● GIVEN EXERCISE
Starting with the line that holds "of the large", copy out each remaining line of the listing below, up to and including the last one, and include nothing else.

● RECORDS SHOWN
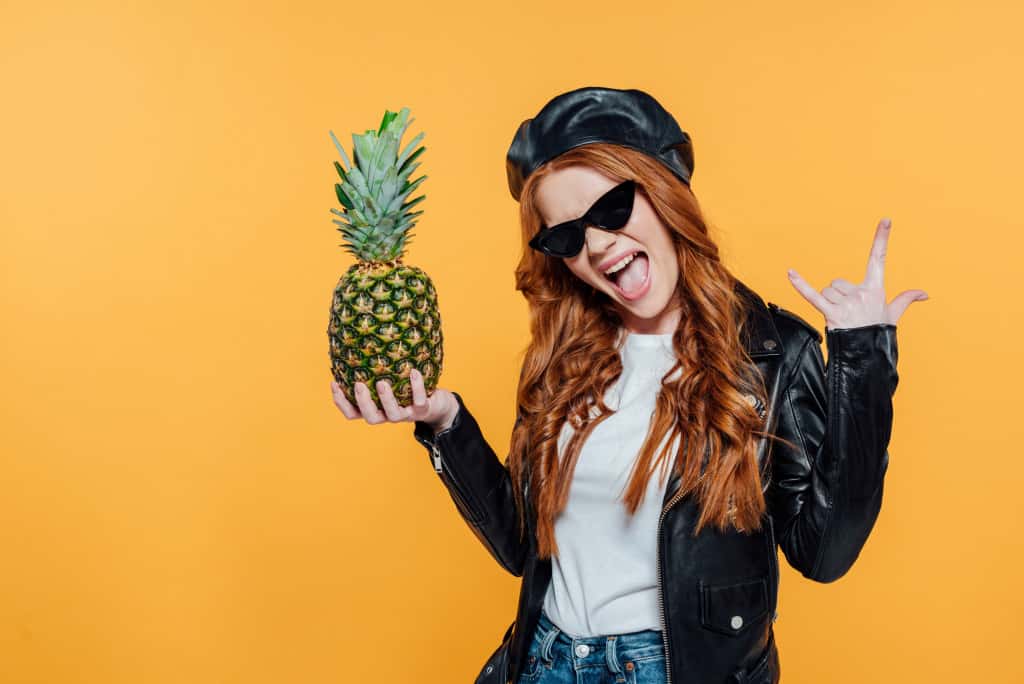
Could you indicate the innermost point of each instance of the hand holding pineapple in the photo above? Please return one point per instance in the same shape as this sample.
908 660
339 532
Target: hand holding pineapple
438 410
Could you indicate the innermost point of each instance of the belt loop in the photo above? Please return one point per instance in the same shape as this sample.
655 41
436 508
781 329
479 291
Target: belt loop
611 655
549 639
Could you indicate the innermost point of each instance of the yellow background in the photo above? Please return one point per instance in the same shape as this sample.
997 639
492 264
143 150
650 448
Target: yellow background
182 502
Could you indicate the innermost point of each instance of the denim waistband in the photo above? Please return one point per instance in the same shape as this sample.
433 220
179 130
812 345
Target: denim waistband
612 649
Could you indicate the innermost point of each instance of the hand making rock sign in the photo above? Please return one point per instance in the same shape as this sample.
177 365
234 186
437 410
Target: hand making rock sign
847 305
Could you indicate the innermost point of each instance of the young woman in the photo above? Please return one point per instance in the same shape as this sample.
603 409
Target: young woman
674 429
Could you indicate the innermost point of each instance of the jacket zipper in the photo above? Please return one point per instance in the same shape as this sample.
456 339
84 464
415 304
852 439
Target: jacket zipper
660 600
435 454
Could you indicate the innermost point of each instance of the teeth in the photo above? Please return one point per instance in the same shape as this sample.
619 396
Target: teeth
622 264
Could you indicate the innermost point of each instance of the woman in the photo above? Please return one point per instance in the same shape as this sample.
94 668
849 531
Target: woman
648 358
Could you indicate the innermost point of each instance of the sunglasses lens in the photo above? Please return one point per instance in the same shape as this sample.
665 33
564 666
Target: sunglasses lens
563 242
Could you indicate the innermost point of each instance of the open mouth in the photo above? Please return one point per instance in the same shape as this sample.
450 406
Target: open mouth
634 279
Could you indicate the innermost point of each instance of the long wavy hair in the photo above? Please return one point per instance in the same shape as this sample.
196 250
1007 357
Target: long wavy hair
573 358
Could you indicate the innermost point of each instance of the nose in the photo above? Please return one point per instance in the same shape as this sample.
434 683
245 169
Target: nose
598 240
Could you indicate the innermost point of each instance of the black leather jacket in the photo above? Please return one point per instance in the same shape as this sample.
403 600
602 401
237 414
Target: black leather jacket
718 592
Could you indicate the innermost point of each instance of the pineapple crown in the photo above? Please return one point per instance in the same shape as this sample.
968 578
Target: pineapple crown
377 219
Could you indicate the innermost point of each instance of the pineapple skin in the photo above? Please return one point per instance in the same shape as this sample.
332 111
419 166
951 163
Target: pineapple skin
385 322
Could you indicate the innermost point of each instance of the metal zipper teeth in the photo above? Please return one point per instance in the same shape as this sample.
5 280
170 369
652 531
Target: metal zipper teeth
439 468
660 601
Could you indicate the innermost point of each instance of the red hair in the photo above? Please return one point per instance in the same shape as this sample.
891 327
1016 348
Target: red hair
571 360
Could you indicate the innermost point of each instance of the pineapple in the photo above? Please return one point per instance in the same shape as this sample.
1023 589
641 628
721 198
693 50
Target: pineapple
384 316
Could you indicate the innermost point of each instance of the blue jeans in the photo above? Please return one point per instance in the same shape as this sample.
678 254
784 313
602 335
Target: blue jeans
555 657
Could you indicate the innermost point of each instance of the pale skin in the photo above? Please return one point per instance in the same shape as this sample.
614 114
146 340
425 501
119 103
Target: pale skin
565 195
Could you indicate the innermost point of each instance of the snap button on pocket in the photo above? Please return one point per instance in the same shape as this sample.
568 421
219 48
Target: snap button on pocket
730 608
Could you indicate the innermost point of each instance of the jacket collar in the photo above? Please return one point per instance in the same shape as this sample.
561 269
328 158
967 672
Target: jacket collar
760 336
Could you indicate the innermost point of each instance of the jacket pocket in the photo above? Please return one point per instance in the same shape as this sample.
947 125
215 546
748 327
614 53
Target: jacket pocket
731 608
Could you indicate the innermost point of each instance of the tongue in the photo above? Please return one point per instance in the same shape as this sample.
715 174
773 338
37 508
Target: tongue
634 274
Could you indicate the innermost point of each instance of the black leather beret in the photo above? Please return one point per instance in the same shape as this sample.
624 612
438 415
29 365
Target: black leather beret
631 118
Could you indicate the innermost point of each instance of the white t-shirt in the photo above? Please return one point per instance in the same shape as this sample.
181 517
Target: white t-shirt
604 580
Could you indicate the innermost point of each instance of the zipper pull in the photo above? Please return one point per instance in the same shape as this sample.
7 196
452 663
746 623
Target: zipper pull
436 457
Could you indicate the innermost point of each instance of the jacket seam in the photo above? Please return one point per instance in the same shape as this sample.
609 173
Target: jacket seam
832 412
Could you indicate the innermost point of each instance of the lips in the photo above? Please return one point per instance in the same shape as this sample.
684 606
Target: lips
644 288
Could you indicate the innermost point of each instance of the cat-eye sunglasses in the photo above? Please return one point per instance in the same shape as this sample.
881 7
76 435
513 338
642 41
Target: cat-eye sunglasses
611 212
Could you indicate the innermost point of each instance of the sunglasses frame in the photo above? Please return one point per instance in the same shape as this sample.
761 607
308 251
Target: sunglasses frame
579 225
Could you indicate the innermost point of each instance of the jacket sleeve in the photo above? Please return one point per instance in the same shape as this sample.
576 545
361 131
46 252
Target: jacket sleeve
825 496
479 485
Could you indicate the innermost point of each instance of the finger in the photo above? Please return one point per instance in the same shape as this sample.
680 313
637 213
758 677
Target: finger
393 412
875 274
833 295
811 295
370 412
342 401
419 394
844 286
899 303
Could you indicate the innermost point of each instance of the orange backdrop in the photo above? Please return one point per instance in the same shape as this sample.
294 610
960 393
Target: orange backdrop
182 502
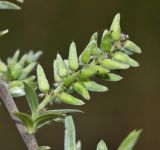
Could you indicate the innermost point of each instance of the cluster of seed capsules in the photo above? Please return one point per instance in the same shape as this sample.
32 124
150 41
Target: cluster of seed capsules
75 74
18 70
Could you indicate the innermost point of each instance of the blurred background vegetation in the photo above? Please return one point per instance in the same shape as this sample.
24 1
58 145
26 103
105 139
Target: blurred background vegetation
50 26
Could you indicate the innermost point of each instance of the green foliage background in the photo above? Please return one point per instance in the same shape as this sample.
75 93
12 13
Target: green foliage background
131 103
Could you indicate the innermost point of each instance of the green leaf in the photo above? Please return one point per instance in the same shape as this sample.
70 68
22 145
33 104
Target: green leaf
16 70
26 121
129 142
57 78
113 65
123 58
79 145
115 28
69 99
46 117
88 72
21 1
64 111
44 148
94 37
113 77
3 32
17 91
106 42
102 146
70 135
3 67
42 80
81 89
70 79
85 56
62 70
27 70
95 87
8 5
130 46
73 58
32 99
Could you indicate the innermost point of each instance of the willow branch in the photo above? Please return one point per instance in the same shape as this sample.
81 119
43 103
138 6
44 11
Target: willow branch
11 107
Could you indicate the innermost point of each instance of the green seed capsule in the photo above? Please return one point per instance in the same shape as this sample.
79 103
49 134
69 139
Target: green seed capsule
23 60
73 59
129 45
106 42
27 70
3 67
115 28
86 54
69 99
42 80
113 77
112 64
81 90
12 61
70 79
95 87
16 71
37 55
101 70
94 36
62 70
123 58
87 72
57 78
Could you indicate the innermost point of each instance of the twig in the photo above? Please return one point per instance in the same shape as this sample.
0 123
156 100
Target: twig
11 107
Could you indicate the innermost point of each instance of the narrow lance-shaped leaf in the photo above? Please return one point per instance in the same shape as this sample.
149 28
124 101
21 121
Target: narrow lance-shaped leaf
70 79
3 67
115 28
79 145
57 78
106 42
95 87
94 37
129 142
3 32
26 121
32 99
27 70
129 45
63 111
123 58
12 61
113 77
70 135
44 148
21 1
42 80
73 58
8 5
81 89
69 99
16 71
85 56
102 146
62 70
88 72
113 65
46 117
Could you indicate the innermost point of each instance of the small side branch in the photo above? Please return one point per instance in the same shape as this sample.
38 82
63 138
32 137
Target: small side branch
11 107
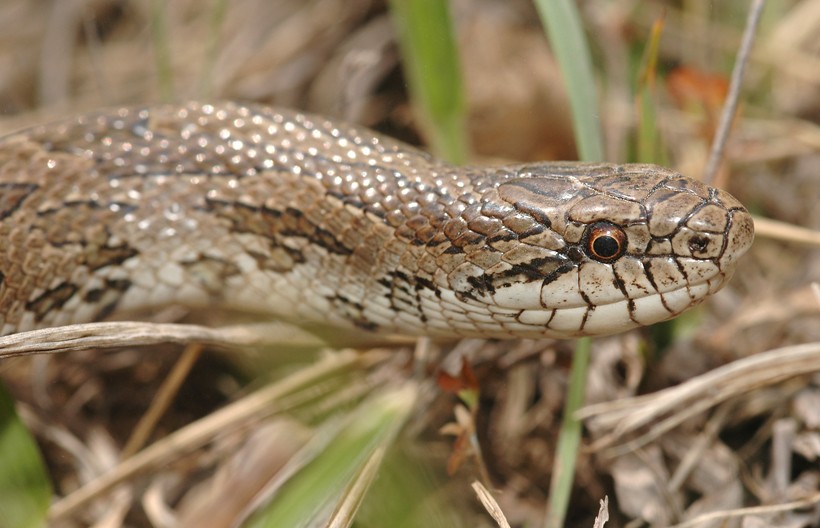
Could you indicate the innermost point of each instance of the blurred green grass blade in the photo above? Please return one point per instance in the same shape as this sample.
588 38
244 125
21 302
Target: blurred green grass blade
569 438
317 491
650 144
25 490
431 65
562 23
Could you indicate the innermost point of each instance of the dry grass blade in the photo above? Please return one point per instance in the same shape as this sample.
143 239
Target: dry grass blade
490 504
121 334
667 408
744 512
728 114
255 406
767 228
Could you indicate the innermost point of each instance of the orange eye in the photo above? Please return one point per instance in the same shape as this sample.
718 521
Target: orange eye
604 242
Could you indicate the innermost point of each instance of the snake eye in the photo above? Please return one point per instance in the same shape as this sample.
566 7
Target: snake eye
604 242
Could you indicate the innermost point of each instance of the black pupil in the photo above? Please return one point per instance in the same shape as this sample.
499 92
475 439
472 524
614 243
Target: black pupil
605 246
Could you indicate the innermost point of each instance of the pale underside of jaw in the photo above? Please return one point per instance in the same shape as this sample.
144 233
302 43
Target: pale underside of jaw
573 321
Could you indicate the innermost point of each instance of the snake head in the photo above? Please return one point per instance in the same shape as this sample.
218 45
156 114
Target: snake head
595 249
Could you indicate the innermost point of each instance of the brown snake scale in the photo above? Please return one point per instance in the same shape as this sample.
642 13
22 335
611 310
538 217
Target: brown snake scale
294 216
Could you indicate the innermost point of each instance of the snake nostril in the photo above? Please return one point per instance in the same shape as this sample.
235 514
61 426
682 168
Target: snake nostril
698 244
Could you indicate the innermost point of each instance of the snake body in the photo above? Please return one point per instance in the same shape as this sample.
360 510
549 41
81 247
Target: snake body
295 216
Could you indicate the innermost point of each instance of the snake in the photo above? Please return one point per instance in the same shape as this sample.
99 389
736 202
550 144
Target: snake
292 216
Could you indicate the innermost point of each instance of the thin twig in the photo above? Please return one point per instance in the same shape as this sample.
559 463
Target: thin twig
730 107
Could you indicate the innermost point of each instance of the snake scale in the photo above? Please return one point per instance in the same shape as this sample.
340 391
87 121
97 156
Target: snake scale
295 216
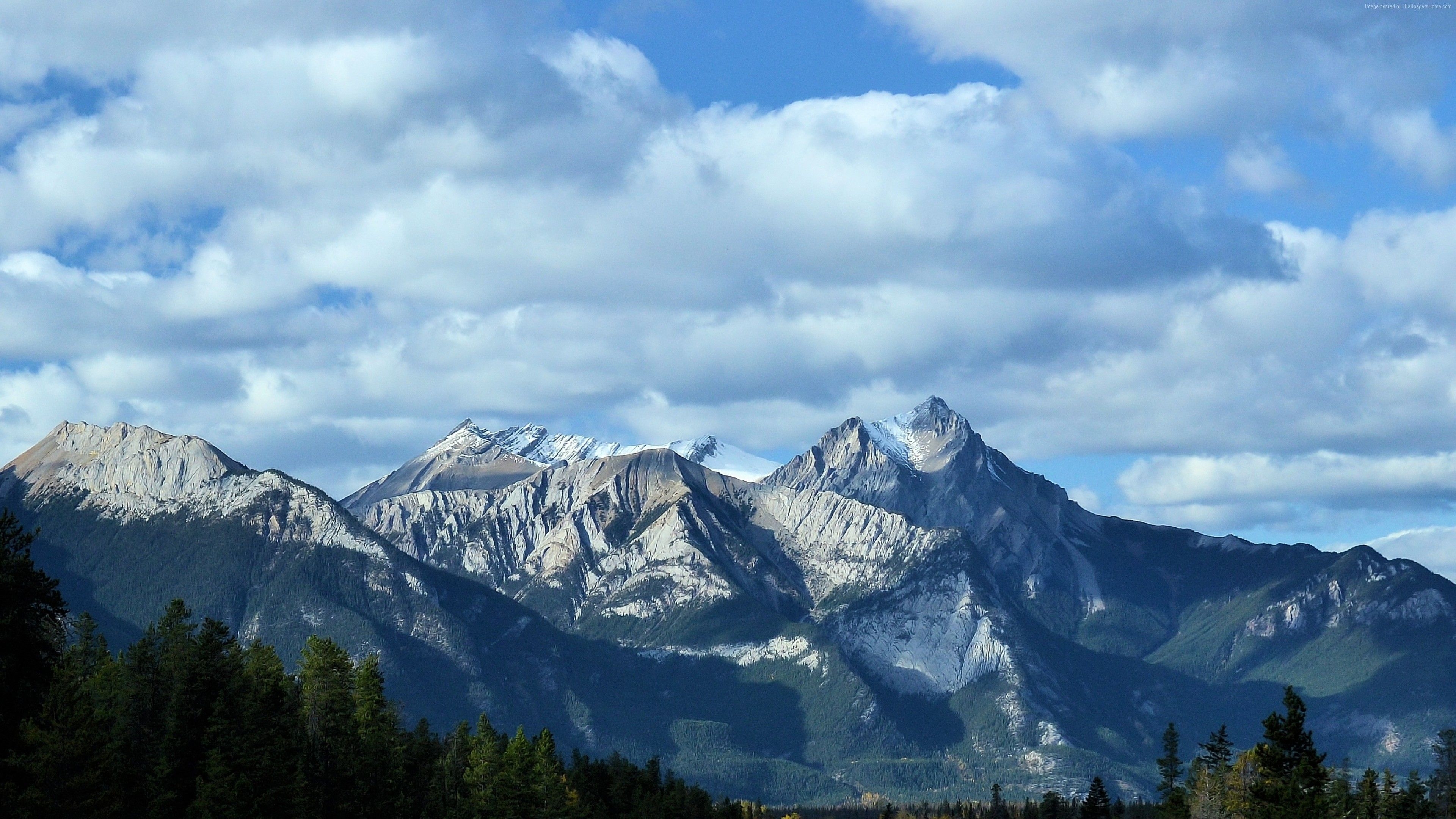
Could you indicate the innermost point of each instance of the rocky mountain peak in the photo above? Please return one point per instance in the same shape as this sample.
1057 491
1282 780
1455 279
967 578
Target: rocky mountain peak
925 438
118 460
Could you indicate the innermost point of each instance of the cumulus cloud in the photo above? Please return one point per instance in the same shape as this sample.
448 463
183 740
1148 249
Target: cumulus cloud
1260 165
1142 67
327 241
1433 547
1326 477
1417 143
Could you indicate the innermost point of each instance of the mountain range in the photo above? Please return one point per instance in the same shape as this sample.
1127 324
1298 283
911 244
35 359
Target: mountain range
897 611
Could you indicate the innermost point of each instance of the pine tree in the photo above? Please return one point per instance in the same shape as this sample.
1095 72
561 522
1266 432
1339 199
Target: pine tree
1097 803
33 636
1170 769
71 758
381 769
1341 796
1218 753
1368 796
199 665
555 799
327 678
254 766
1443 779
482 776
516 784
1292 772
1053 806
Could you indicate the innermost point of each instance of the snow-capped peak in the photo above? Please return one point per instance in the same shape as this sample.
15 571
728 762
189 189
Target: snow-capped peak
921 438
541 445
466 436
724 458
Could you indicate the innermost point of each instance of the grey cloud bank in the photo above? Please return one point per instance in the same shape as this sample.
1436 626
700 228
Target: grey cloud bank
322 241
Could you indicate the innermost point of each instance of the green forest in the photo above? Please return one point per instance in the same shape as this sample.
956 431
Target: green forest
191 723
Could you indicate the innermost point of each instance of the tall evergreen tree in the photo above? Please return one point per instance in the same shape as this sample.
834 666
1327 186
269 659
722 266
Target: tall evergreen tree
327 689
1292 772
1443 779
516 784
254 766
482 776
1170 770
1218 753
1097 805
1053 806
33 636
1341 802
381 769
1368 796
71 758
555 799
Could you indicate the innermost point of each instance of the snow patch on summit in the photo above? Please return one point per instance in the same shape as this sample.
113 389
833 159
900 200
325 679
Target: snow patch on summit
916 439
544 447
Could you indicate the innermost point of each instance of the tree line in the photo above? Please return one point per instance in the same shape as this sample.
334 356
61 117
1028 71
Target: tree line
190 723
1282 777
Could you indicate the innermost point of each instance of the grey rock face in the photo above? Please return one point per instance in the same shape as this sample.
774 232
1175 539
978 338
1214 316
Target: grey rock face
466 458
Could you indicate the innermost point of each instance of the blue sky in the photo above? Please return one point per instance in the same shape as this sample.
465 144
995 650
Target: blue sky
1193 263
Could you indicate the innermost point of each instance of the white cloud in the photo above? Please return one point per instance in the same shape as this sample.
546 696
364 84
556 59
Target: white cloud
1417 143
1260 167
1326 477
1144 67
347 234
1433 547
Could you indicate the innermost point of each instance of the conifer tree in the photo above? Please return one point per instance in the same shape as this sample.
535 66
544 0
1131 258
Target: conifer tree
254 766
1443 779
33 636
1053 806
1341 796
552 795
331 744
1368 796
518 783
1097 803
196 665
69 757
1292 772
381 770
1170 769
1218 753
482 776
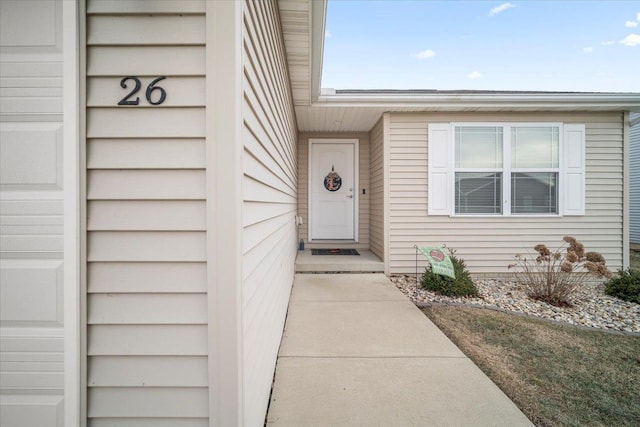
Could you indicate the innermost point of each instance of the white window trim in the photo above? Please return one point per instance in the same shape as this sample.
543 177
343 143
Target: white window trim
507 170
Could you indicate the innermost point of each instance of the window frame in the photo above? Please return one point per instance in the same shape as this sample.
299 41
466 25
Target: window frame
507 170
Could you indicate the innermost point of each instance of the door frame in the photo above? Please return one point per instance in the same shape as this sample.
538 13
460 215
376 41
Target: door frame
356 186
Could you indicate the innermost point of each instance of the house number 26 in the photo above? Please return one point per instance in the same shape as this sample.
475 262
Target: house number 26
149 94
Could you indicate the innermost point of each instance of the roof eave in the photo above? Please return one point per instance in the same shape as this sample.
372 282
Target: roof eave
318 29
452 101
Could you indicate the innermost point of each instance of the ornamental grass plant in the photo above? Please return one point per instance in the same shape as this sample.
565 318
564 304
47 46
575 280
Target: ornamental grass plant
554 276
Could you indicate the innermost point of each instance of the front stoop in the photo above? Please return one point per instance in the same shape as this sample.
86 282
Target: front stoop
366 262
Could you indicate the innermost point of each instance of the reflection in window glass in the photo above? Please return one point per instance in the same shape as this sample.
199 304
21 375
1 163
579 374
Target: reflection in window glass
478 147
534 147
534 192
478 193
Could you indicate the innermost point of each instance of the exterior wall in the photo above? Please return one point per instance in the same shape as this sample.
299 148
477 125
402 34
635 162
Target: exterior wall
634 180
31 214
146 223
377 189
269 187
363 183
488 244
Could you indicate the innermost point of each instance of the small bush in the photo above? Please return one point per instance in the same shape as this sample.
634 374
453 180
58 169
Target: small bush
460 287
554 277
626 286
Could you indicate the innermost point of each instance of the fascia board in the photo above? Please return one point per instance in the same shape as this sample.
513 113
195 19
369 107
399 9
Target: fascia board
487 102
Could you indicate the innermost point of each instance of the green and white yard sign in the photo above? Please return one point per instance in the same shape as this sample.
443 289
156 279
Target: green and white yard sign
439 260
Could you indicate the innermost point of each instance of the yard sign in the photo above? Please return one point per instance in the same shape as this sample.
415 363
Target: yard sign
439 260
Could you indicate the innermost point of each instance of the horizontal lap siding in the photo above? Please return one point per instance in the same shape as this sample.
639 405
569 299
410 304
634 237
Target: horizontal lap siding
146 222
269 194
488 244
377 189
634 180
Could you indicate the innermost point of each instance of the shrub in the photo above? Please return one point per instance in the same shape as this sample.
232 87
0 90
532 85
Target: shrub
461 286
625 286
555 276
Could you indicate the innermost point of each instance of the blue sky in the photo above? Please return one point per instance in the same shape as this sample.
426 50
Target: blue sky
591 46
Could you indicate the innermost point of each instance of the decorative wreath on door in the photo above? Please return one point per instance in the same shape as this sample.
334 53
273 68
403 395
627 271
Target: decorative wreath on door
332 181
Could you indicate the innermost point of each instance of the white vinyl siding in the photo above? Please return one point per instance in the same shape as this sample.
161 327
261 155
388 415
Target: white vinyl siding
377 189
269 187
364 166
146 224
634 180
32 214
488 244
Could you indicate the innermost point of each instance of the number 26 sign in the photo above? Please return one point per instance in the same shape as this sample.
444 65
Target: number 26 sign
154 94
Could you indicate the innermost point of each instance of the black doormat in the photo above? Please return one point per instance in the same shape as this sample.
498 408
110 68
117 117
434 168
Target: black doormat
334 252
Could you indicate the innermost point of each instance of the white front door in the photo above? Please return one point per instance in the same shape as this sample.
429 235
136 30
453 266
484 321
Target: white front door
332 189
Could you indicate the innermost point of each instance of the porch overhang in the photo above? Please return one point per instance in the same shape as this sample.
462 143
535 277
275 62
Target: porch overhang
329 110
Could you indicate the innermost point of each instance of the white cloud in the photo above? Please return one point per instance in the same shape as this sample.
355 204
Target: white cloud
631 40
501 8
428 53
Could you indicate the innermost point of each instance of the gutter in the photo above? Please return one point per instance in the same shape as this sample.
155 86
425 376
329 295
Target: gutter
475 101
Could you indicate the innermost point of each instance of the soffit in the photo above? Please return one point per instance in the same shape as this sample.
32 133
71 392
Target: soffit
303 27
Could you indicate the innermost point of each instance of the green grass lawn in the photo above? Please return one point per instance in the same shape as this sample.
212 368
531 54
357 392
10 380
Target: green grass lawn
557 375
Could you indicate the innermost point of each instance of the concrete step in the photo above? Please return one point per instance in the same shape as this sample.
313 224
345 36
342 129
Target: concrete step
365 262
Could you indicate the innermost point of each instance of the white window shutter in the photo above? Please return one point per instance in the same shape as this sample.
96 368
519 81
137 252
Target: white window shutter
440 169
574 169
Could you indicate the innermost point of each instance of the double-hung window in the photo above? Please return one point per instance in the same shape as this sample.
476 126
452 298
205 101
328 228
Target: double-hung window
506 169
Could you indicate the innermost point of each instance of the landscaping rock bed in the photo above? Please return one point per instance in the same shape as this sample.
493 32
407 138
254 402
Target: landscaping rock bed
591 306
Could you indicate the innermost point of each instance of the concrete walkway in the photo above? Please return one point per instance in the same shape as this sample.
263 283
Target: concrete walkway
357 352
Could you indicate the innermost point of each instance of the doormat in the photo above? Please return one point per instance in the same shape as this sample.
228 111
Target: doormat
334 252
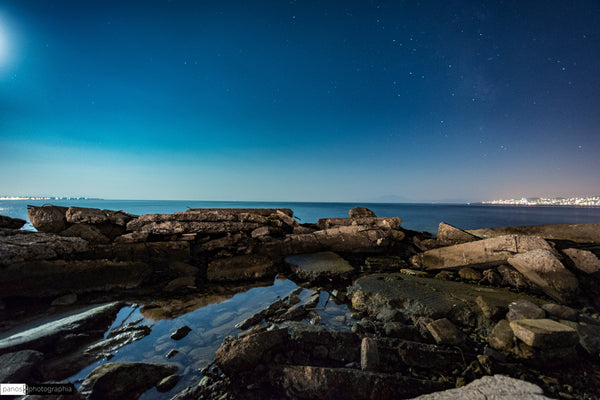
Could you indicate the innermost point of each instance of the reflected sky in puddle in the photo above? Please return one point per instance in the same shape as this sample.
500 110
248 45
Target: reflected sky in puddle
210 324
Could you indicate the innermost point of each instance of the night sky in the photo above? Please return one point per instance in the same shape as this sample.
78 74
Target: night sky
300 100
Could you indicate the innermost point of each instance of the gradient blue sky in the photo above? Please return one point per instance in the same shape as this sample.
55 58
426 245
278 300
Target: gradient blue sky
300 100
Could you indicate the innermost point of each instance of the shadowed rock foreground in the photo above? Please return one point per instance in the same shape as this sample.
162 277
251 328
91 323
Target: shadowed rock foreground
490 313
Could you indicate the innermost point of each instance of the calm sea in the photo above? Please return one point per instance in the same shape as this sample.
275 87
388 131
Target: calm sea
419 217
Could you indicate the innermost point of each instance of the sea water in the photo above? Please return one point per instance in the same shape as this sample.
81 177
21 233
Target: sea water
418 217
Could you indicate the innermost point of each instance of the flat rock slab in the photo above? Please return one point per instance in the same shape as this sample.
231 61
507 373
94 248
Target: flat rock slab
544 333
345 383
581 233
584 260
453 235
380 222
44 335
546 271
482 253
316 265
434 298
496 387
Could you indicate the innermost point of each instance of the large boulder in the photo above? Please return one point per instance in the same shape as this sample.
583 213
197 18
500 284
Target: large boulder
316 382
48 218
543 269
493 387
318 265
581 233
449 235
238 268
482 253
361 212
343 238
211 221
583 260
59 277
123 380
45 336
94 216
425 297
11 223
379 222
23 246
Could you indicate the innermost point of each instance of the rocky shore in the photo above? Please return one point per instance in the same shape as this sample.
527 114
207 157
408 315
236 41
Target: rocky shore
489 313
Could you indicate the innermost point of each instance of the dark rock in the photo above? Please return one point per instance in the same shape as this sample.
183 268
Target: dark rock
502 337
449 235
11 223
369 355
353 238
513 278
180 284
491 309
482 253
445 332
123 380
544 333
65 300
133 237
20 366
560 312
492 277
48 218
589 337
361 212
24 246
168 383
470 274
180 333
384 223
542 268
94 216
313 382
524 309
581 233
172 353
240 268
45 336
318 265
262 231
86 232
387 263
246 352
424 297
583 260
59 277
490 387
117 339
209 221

● TASK RESULT
Could you indicate the innermost point of each instance of the large boulder in the photo above? Please return one point per instance in the same shape as this sample.
583 213
197 18
500 284
Target: large boulder
316 382
48 218
543 269
493 387
318 265
581 233
449 235
238 268
482 253
361 212
343 238
211 221
583 260
59 277
123 380
45 336
94 216
425 297
11 223
379 222
23 246
Could you indicate the innermost point of each instance of the rocky shore in the photo above? Please return one point per instance in the same shape as this sample.
527 114
207 157
408 315
236 41
Target: rocky shore
489 313
Could you indicate the innermost point of each instance of the dark rock in the photo above? Please return one point per instance in the same shape as this sample.
183 268
Target: dark rock
502 337
449 235
11 223
369 355
353 238
513 278
180 284
491 309
482 253
445 332
123 380
544 333
65 300
133 237
20 366
560 312
492 277
48 218
589 337
361 212
24 246
168 383
470 274
180 333
384 223
542 268
94 216
313 382
524 309
581 233
172 353
240 268
45 336
318 265
262 231
86 232
387 263
246 352
424 297
583 260
59 277
490 387
117 339
209 221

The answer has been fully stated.